= Exercise data =

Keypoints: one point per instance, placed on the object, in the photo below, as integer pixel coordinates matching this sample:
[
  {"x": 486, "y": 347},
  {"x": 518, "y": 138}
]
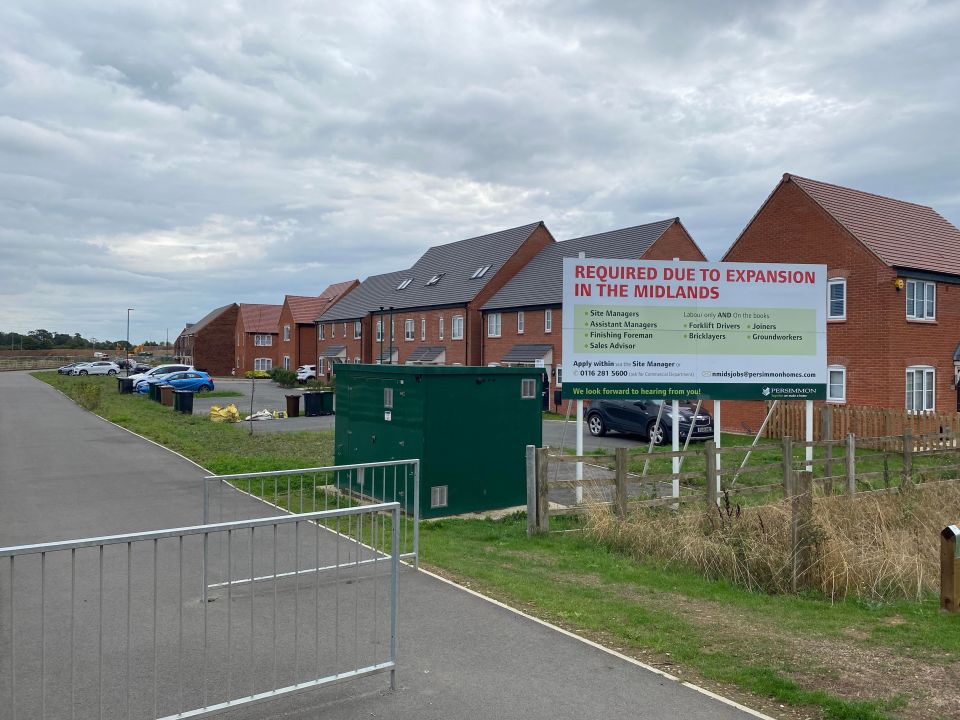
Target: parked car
[
  {"x": 159, "y": 370},
  {"x": 306, "y": 372},
  {"x": 640, "y": 417},
  {"x": 99, "y": 367},
  {"x": 194, "y": 380},
  {"x": 65, "y": 370}
]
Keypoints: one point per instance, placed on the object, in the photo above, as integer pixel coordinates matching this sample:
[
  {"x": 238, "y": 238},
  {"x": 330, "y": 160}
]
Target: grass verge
[{"x": 789, "y": 656}]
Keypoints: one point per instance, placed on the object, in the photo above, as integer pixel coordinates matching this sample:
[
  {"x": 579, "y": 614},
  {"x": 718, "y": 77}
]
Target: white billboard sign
[{"x": 679, "y": 329}]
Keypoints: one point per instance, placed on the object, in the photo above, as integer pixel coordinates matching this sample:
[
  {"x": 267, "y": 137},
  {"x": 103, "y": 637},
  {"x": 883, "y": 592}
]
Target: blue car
[{"x": 194, "y": 380}]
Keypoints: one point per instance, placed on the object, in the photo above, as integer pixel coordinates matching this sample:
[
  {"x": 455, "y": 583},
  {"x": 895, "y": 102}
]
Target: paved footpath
[{"x": 64, "y": 473}]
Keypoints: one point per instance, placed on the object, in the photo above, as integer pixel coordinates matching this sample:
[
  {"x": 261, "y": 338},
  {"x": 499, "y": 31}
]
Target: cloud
[{"x": 177, "y": 156}]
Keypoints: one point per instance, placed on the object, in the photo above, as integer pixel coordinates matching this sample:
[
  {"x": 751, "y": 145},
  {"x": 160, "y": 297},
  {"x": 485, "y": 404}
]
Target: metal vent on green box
[{"x": 469, "y": 426}]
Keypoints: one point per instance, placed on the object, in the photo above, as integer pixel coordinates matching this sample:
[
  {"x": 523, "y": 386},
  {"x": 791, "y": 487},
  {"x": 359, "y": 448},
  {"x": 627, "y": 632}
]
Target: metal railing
[
  {"x": 324, "y": 488},
  {"x": 118, "y": 627}
]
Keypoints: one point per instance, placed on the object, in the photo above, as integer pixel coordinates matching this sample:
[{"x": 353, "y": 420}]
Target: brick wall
[
  {"x": 875, "y": 343},
  {"x": 213, "y": 344}
]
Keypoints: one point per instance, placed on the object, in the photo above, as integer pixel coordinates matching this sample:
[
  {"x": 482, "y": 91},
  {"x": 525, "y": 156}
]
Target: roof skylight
[{"x": 480, "y": 272}]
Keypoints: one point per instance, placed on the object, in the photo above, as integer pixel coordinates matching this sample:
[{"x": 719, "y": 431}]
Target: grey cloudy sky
[{"x": 176, "y": 156}]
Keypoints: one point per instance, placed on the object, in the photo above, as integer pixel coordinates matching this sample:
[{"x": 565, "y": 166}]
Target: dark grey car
[{"x": 639, "y": 417}]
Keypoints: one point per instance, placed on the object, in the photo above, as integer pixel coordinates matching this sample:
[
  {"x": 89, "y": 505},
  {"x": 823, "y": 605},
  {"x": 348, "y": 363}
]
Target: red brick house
[
  {"x": 256, "y": 337},
  {"x": 297, "y": 324},
  {"x": 893, "y": 305},
  {"x": 433, "y": 307},
  {"x": 208, "y": 344},
  {"x": 522, "y": 323}
]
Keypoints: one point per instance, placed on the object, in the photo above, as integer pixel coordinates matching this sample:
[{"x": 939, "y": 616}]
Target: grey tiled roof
[
  {"x": 456, "y": 262},
  {"x": 541, "y": 281},
  {"x": 426, "y": 353},
  {"x": 365, "y": 298},
  {"x": 526, "y": 353}
]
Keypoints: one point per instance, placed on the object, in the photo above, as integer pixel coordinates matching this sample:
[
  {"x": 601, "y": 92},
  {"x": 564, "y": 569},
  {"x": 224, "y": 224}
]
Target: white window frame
[
  {"x": 927, "y": 392},
  {"x": 927, "y": 304},
  {"x": 842, "y": 397},
  {"x": 831, "y": 283}
]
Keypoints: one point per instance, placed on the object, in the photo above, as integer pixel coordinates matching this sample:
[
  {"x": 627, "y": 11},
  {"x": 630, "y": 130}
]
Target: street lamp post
[{"x": 129, "y": 310}]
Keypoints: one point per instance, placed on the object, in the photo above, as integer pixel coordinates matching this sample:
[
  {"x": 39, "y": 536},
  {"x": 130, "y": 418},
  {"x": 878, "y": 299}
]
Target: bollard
[{"x": 949, "y": 569}]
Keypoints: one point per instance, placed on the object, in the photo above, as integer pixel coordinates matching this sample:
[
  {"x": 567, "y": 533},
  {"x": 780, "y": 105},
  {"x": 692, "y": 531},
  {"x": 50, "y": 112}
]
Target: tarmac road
[{"x": 65, "y": 473}]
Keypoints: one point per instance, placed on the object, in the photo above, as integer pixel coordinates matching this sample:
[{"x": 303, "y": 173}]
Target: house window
[
  {"x": 836, "y": 383},
  {"x": 921, "y": 300},
  {"x": 837, "y": 299},
  {"x": 528, "y": 388},
  {"x": 438, "y": 496},
  {"x": 920, "y": 383}
]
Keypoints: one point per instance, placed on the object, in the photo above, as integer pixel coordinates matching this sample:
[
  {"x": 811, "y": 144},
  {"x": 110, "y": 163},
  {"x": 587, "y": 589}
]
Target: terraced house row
[{"x": 893, "y": 300}]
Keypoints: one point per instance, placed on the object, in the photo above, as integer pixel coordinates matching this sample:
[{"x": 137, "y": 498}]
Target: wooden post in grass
[
  {"x": 906, "y": 473},
  {"x": 801, "y": 523},
  {"x": 949, "y": 569},
  {"x": 787, "y": 465},
  {"x": 851, "y": 465},
  {"x": 543, "y": 507},
  {"x": 826, "y": 433},
  {"x": 531, "y": 490},
  {"x": 710, "y": 454},
  {"x": 620, "y": 499}
]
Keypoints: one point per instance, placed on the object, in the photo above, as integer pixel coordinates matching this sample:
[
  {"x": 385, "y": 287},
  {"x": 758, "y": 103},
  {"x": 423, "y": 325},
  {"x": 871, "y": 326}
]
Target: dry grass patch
[{"x": 881, "y": 546}]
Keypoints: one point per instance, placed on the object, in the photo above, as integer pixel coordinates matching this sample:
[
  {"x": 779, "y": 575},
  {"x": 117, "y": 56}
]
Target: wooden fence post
[
  {"x": 787, "y": 465},
  {"x": 851, "y": 465},
  {"x": 710, "y": 450},
  {"x": 620, "y": 465},
  {"x": 949, "y": 569},
  {"x": 543, "y": 506},
  {"x": 531, "y": 490},
  {"x": 826, "y": 433},
  {"x": 801, "y": 519},
  {"x": 906, "y": 473}
]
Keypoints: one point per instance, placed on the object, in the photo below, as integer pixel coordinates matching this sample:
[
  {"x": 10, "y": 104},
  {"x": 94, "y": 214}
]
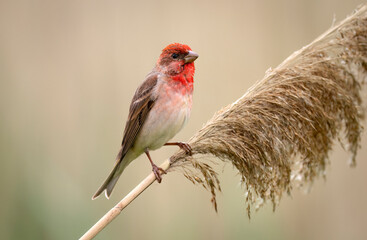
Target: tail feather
[{"x": 112, "y": 178}]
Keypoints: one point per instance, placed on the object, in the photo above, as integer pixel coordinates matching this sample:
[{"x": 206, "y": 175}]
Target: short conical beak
[{"x": 191, "y": 56}]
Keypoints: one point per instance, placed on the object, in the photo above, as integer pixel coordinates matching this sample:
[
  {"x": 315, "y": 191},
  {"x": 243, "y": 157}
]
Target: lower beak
[{"x": 191, "y": 56}]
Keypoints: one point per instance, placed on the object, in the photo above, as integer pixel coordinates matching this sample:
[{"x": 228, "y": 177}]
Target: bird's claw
[{"x": 157, "y": 172}]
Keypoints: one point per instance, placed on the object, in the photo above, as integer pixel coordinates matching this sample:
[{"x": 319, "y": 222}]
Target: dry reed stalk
[{"x": 284, "y": 127}]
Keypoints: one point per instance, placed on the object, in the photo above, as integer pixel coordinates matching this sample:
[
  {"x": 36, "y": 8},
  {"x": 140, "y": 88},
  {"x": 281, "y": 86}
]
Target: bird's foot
[
  {"x": 184, "y": 146},
  {"x": 157, "y": 172}
]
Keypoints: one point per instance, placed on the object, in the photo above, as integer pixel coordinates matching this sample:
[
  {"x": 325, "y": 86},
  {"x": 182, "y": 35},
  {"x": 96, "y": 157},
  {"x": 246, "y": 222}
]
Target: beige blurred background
[{"x": 68, "y": 70}]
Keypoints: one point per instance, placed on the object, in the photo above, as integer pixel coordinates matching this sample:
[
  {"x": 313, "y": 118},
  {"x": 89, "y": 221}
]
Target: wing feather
[{"x": 140, "y": 107}]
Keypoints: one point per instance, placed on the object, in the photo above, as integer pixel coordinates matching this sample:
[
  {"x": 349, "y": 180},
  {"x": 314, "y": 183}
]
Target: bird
[{"x": 159, "y": 109}]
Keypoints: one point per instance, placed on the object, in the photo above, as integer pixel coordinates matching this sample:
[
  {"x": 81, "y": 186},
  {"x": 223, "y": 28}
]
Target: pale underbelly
[{"x": 164, "y": 121}]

= Written problem =
Find every line in the rows above that contains the string "grass" and copy each one out in full. Case counts.

= Correct response =
Target: grass verge
Target: wooden post in grass
Target: dry grass patch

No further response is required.